Your goal ▸
Look through the data that follows and copy each line with the string "mountain".

(Beginning of Data in this exercise)

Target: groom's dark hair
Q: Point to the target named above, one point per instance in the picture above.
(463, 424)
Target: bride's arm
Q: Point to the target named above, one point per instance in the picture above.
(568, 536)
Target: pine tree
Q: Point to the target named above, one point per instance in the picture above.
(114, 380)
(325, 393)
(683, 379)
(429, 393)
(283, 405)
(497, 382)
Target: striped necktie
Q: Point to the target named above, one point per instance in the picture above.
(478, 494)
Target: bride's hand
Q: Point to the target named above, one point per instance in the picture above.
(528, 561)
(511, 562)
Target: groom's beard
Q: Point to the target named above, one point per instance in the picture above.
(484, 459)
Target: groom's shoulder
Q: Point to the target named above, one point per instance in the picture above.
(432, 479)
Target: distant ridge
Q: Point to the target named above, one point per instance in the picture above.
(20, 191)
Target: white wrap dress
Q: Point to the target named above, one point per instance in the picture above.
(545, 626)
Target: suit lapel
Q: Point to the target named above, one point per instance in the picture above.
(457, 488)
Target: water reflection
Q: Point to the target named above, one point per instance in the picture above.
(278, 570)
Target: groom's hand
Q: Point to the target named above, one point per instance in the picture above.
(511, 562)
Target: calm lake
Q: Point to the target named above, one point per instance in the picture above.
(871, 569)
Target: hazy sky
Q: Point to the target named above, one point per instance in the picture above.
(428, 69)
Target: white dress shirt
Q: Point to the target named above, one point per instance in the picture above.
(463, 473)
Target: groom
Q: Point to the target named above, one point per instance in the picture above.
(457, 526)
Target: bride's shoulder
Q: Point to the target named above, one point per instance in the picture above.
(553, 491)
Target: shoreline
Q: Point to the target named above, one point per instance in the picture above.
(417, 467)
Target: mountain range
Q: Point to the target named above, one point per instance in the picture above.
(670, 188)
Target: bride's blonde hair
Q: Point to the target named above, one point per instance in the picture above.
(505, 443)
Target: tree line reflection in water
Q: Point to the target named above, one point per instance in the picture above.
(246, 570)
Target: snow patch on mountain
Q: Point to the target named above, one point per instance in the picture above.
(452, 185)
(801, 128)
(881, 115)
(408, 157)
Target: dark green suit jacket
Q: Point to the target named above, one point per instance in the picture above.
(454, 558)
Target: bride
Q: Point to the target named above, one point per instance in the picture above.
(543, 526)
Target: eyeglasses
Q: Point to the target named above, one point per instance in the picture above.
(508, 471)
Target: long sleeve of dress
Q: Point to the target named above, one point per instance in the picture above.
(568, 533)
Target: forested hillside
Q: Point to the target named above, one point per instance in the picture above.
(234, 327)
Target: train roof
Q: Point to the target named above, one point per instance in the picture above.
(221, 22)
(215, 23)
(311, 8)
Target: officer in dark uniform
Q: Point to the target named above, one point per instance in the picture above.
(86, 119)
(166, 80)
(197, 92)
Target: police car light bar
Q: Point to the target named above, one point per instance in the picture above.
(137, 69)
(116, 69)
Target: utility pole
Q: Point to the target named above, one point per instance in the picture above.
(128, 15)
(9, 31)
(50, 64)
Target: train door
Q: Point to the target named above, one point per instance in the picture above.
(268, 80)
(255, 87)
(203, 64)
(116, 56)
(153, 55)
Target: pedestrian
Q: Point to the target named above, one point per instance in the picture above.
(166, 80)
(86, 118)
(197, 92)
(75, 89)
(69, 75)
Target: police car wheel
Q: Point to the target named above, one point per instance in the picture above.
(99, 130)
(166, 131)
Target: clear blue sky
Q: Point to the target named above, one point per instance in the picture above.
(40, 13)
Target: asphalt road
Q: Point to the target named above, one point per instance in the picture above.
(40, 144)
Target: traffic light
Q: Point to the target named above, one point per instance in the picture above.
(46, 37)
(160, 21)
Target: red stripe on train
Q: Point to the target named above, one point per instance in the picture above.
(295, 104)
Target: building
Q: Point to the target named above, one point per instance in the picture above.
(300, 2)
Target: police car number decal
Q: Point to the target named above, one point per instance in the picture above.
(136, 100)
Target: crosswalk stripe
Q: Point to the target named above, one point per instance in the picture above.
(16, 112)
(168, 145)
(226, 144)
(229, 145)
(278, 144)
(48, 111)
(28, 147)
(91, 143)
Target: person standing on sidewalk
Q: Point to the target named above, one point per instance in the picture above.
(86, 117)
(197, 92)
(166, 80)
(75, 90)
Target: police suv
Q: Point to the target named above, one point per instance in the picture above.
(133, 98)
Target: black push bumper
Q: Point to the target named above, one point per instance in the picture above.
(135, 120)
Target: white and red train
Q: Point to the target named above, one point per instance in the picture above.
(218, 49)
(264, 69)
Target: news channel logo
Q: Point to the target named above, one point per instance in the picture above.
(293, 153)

(End of Data in this exercise)

Answer to the exercise ▸
Target: mountain range
Target: snow patch on mountain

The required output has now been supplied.